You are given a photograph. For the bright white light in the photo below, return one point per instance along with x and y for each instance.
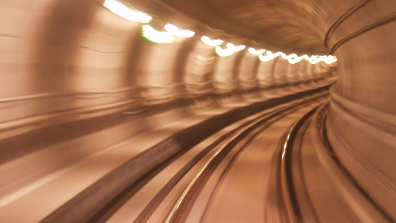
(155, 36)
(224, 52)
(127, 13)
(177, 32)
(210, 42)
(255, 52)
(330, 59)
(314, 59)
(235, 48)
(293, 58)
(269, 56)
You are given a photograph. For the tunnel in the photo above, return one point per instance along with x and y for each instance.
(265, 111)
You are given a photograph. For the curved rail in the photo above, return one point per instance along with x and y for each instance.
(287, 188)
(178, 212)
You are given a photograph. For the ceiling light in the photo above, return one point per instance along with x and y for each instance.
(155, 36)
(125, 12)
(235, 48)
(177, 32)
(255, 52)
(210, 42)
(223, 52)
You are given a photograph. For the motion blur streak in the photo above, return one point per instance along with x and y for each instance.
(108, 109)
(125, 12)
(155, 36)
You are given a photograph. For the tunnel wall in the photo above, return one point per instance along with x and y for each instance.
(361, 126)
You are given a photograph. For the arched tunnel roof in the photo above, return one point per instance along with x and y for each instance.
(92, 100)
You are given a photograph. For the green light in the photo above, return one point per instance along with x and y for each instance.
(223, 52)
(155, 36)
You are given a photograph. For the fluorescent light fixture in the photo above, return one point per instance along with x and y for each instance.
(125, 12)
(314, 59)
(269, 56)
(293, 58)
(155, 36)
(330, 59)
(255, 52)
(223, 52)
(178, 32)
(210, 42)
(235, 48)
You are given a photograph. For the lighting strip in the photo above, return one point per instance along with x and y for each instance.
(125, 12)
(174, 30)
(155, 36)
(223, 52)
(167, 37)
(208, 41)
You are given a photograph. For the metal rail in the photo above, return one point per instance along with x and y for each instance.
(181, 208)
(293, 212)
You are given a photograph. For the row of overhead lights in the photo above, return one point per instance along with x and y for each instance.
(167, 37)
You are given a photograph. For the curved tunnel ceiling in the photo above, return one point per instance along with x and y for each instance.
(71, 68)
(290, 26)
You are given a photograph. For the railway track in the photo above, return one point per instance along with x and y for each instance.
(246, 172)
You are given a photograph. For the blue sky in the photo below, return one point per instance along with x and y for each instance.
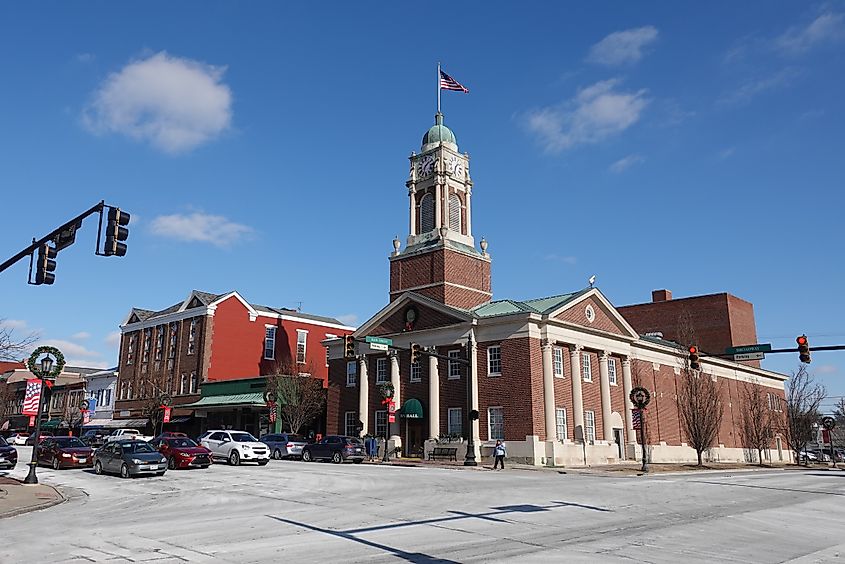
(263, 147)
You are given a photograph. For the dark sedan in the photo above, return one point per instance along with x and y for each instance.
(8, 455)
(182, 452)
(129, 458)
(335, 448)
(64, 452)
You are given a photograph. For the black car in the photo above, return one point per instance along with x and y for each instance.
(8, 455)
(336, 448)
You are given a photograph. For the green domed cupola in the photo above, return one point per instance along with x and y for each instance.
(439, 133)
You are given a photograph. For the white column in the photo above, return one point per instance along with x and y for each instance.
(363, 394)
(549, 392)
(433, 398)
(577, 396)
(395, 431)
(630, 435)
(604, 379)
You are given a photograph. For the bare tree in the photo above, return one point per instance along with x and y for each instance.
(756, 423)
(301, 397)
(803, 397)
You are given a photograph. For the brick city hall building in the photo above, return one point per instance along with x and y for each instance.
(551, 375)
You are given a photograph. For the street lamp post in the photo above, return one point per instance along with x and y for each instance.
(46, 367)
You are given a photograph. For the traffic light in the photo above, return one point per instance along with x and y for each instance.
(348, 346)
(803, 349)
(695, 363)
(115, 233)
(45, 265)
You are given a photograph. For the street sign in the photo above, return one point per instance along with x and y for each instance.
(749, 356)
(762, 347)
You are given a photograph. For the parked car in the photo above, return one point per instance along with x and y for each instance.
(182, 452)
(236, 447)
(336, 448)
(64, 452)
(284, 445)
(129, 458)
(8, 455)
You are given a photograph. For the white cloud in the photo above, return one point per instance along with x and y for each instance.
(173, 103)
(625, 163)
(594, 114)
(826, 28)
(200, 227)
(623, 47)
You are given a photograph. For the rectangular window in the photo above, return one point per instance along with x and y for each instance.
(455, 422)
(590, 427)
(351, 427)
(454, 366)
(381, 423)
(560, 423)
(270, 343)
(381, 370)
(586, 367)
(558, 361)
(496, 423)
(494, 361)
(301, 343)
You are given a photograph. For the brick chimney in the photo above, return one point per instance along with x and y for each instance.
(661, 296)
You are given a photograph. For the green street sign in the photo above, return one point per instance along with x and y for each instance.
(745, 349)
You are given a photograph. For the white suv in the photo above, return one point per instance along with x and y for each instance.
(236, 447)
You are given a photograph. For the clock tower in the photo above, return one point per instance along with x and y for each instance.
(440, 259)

§ **Exercise task**
Give all the lines above again, character for character, without pictures.

§ **Answer in full**
You are given a photograph. For the bright white light in the photo below, return one point per instance along with x and y for each instance.
(155, 36)
(224, 52)
(127, 13)
(177, 32)
(210, 42)
(255, 52)
(330, 59)
(314, 59)
(235, 48)
(293, 58)
(269, 56)
You are given a photograph. For the tunnel in the photo above, return one point per instance along with x and y for each instance.
(265, 111)
You are given a photograph. For the curved rail in the photo above, return one point per instance along with x and y for each instance.
(287, 188)
(178, 212)
You are given a photograph. For the ceiling light in the photo above, return one point per instance along with x and y for each instance.
(155, 36)
(125, 12)
(235, 48)
(177, 32)
(255, 52)
(210, 42)
(223, 52)
You are given a photograph. For the motion blur streak in the photo above, return one point per instance along with x and y for each instance.
(108, 109)
(125, 12)
(155, 36)
You are given a photograph. For the tunnel wall in the photo above, return one point per instance along with x and y for each instance.
(361, 126)
You are given a photograph. For the arched tunnel roof in the photo above, return one point per instance along with x and y for each instance.
(92, 100)
You are given a photograph. For the green light in the photo above, return one point per instance along with x and y for each instance.
(223, 52)
(155, 36)
You are given a photograph. For the fluorescent light fixture in the photo above, return one point per instance along with x and y for each instance.
(125, 12)
(314, 59)
(269, 56)
(293, 58)
(155, 36)
(330, 59)
(255, 52)
(223, 52)
(178, 32)
(210, 42)
(235, 48)
You are given a photograph. For the lighting strip in the photo above, return one point per instance along with x and y for each instance.
(125, 12)
(174, 30)
(155, 36)
(223, 52)
(167, 37)
(208, 41)
You are given a photograph. For the metal rail in the photo above, return one point per instance along with x and y for each instance.
(181, 208)
(293, 212)
You are given a photograph. For the row of overhead lights in the photo above, return one point per instance along with x and y for each instance.
(167, 37)
You are given a photograph. For the curved tunnel ceiling in the photo above, return one point per instance along with x and y for each instance.
(71, 68)
(290, 26)
You are given a photograph. For the railway track in the photo above, return one point per instance along with x and y for each instance.
(246, 172)
You are given a photograph. For the blue sky in the photo below, return one point per instance along with x and y for each instance.
(263, 147)
You are given a photograph. For the dark sedan in the photo above, return one point per instance along with x and y for each instance.
(8, 455)
(182, 452)
(129, 458)
(335, 448)
(64, 452)
You are given a photograph. For the black car in the photo above, return one point per instance along with x and y for each instance.
(8, 455)
(336, 448)
You are given a photograph. For the green domed cupola in the photo above, return one point per instance along with x and y for each instance.
(439, 133)
You are given a photograph. For the white column in the photo above, return one point per instance along with x and y for each instance.
(363, 394)
(549, 392)
(433, 398)
(577, 396)
(395, 431)
(630, 435)
(604, 379)
You are given a photograph. For the bare tree in the photo above, return one point per instance along with x and y for each instance.
(756, 423)
(301, 397)
(803, 397)
You are given a photograph. For the brick city hall building in the photo above, return one point per instance along with x and y for each instance.
(551, 375)
You are given a photograph. For the street lamp post in the photo above, return one point per instance along with x and y for each instance.
(46, 367)
You are given a photograph. For the traffic light in the photo above, return one point per instance along with x and y for each instance.
(348, 346)
(803, 349)
(695, 363)
(115, 233)
(45, 265)
You are given a photograph. For the street sign in the photo above, return one point per instance along with x and y for each instance.
(749, 356)
(762, 347)
You are given a photograph. For the parked car in the photo above, return one point per instance along with x and y for each instance.
(182, 452)
(236, 447)
(336, 448)
(64, 452)
(284, 445)
(129, 458)
(8, 455)
You are given a photograph. For the white cloud in the photo above, return one point per instance along with x and y for each instance.
(173, 103)
(625, 163)
(594, 114)
(826, 28)
(200, 227)
(623, 47)
You are given a photograph. For the rectangular window in the photo above, return one point per instance along with x and y for each instance.
(455, 422)
(590, 427)
(351, 427)
(454, 366)
(381, 423)
(560, 423)
(270, 343)
(381, 370)
(586, 367)
(558, 361)
(496, 423)
(494, 361)
(301, 343)
You are given a photograph. For the brick chimney in the photo above, return one point per instance along with x and y for each instance.
(661, 296)
You are given a photograph. For the green street sign in the photo above, return one point per instance along with x and y for each instance.
(745, 349)
You are given a photograph. For the white suv in the photo above, return one point per instance along with x and y for each instance.
(236, 447)
You are given a photograph. For the clock tower in the photo above, return one point per instance along with x and y for each instance.
(440, 259)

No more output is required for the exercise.